== TESTO DI LETTURA ==
===============
E’ quanto ha affermato in aula ieri mattina davanti alla Corte d’assise di Potenza Antonio Lovecchio, costruttore ed ex vicepresidente del consiglio comunale di Melfi eletto con una lista civica di centrodestra “Melfiduemilauno”.
Lovecchio si è qualificato come semplice «muratore» evidenziando di aver chiuso l’impresa dopo essere stato coinvolto in un’inchiesta della Squadra mobile di Potenza che ha preso le mosse nel 2008 proprio dall’incendio del suo fuoristrada e gli è costata di recente una condanna a 4 anni e 3 mesi per favoreggiamento al clan Cassotta, gli storici rivali dei Di Muro.
Incalzato dal pm Francesco Basentini Lovecchio ha spiegato di non essersi mai occupato di appalti come consigliere comunale: «Mai detto una parola. Ero lì, facevo la mia presenza e basta».
Prima di Lovecchio è stato sentito anche un altro dei testi convocati dalla difesa di Emilio Caprarella, a processo per associazione mafiosa e colpito di recente dall’ultima inchiesta della Dda di Potenza su affidamenti pilotati e abusi di Potere al Comune di Melfi.
===============
== RIGHE ESTRATTE ==

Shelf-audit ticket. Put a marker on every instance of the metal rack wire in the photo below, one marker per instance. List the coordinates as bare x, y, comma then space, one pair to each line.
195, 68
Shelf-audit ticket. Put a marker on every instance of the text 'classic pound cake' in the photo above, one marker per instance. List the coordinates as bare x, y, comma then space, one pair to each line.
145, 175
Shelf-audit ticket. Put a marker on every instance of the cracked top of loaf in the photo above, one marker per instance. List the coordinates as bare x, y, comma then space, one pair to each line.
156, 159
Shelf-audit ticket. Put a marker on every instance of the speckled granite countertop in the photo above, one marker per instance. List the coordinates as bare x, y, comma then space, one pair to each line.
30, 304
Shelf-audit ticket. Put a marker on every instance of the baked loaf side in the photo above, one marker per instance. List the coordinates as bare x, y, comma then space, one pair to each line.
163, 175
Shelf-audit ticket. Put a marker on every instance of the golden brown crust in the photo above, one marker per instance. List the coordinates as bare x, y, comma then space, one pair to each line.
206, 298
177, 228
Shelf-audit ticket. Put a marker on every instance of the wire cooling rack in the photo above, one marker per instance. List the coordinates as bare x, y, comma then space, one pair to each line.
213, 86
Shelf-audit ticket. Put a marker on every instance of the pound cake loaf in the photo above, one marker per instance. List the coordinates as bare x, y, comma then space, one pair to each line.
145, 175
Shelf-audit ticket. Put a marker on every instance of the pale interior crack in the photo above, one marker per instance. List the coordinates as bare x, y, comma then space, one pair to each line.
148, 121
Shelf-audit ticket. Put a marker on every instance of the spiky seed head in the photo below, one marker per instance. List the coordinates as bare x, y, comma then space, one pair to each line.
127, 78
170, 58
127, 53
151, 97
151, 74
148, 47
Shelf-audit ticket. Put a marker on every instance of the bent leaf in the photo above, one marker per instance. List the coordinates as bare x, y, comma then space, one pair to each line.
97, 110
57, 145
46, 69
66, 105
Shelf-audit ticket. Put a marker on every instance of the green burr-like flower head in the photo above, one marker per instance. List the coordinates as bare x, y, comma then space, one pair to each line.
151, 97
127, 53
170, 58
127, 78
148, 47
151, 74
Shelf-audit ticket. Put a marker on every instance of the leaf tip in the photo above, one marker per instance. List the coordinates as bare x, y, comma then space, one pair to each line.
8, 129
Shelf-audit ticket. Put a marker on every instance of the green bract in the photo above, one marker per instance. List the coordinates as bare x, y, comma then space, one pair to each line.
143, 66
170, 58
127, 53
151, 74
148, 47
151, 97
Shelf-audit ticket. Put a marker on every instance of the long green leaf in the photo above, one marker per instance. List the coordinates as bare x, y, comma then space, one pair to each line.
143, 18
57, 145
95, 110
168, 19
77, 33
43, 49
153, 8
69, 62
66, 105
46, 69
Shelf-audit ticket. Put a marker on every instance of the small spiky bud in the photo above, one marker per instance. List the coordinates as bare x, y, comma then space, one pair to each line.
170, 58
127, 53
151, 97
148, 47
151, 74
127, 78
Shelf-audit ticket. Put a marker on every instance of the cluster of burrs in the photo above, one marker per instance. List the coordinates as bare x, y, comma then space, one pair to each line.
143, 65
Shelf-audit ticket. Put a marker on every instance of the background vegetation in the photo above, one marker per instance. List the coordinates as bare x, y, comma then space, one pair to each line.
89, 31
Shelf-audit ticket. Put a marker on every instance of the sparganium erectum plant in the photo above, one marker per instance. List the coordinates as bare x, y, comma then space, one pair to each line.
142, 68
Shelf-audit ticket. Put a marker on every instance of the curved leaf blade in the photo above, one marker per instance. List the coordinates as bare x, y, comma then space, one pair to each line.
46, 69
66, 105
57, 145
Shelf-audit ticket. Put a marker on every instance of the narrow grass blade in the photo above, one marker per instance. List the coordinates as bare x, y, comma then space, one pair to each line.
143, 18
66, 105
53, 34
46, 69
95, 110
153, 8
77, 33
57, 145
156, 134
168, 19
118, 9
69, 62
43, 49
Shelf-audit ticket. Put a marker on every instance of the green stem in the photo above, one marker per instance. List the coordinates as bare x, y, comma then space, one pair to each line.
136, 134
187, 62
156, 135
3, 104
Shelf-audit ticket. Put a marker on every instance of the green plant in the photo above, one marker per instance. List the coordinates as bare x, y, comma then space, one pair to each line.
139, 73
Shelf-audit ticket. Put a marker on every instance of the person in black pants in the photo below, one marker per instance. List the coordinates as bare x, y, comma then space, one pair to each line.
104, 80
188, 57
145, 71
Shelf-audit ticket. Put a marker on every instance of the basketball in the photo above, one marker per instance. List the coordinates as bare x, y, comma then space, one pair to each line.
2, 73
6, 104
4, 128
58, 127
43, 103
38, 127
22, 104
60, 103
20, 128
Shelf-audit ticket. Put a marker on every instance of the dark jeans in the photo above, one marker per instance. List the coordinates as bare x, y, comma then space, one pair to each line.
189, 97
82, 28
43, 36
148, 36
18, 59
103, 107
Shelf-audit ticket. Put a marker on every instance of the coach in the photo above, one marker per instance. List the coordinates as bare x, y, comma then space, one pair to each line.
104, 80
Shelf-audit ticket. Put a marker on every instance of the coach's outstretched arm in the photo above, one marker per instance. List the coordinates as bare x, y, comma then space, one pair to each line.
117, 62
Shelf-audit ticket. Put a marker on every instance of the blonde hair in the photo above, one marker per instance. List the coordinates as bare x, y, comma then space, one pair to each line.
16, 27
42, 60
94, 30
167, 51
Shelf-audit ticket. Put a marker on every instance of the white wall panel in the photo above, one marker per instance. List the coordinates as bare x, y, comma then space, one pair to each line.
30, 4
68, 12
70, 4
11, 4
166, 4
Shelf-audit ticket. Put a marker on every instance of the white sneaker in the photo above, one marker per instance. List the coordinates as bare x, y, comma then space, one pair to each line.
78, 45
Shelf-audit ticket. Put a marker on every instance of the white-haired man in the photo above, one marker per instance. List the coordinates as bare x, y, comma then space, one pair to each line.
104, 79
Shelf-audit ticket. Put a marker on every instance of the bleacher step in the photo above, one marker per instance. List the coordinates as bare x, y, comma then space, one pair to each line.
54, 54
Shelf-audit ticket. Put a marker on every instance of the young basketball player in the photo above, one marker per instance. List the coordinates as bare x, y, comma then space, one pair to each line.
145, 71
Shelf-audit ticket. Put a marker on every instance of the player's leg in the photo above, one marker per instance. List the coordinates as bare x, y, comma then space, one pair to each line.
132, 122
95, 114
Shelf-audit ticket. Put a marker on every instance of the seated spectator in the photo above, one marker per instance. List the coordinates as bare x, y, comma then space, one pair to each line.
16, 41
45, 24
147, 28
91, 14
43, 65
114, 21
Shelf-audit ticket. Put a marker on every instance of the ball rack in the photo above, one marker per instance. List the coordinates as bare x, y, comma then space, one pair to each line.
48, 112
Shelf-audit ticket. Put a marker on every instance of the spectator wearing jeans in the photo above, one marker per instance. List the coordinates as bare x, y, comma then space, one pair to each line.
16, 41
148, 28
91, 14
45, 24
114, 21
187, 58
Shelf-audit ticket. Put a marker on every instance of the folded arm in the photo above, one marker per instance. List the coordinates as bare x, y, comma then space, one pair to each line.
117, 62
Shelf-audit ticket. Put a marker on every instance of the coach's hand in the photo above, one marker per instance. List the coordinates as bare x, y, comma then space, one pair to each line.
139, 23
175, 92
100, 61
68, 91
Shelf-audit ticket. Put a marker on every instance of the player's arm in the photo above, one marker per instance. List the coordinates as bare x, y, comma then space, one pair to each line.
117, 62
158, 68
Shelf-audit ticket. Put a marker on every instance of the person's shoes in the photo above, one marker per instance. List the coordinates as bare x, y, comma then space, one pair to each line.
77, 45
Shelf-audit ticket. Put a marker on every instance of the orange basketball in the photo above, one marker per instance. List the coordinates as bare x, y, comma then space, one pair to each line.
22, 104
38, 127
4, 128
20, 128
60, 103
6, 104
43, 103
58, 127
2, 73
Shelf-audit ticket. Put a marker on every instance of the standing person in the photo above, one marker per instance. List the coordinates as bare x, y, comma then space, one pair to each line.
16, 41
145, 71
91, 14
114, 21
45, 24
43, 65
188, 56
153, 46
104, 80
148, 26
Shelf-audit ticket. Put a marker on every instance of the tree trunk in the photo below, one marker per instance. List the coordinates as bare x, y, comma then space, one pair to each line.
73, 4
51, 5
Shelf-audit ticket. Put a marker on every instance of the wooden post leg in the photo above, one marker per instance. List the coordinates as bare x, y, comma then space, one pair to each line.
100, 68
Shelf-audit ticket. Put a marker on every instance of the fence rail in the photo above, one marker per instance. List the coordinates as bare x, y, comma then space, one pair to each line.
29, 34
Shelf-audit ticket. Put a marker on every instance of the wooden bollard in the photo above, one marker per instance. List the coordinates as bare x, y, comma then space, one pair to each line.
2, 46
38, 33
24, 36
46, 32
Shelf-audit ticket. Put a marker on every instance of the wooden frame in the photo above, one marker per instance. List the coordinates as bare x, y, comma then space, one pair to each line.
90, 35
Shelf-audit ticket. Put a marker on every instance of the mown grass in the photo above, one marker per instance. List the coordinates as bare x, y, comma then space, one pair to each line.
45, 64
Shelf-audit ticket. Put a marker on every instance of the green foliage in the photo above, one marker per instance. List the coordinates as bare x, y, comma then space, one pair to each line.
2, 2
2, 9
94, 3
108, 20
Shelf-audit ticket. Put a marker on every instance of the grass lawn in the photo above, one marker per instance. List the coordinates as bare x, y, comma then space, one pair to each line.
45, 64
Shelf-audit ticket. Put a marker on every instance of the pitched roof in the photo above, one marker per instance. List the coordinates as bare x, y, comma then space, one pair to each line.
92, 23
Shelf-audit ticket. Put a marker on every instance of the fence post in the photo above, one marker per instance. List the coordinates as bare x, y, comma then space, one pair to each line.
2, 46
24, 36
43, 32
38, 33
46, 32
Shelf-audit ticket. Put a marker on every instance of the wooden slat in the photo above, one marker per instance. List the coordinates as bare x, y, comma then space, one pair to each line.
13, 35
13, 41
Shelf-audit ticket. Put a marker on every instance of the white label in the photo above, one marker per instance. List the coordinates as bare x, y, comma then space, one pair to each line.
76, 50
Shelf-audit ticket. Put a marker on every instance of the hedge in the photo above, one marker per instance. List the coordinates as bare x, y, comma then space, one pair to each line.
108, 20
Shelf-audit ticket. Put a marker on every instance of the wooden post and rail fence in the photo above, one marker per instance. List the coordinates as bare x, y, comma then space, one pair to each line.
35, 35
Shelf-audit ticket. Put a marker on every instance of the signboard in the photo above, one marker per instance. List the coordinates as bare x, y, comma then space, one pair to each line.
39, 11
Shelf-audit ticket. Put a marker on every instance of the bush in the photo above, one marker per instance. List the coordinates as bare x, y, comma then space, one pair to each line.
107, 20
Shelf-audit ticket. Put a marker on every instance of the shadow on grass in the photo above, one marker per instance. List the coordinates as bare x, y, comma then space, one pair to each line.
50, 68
===============
== ESERCIZI PROPOSTI ==
a) Riproduci fedelmente il passo del testo sulla deposizione di Lovecchio che comincia con "Lovecchio si è" e prosegue fino a "Comune di Melfi.".
b) Trascrivi tali e quali le righe estratte, partendo dalla riga che contiene "of the signboard" e proseguendo fino all'ultima riga dell'elenco, entrambe comprese.

== LE SOLUZIONI ==
a)
Lovecchio si è qualificato come semplice «muratore» evidenziando di aver chiuso l’impresa dopo essere stato coinvolto in un’inchiesta della Squadra mobile di Potenza che ha preso le mosse nel 2008 proprio dall’incendio del suo fuoristrada e gli è costata di recente una condanna a 4 anni e 3 mesi per favoreggiamento al clan Cassotta, gli storici rivali dei Di Muro.
Incalzato dal pm Francesco Basentini Lovecchio ha spiegato di non essersi mai occupato di appalti come consigliere comunale: «Mai detto una parola. Ero lì, facevo la mia presenza e basta».
Prima di Lovecchio è stato sentito anche un altro dei testi convocati dalla difesa di Emilio Caprarella, a processo per associazione mafiosa e colpito di recente dall’ultima inchiesta della Dda di Potenza su affidamenti pilotati e abusi di Potere al Comune di Melfi.

b)
Shelf-audit ticket. Put a marker on every instance of the signboard in the photo above, one marker per instance. List the coordinates as bare x, y, comma then space, one pair to each line.
39, 11
Shelf-audit ticket. Put a marker on every instance of the bush in the photo above, one marker per instance. List the coordinates as bare x, y, comma then space, one pair to each line.
107, 20
Shelf-audit ticket. Put a marker on every instance of the shadow on grass in the photo above, one marker per instance. List the coordinates as bare x, y, comma then space, one pair to each line.
50, 68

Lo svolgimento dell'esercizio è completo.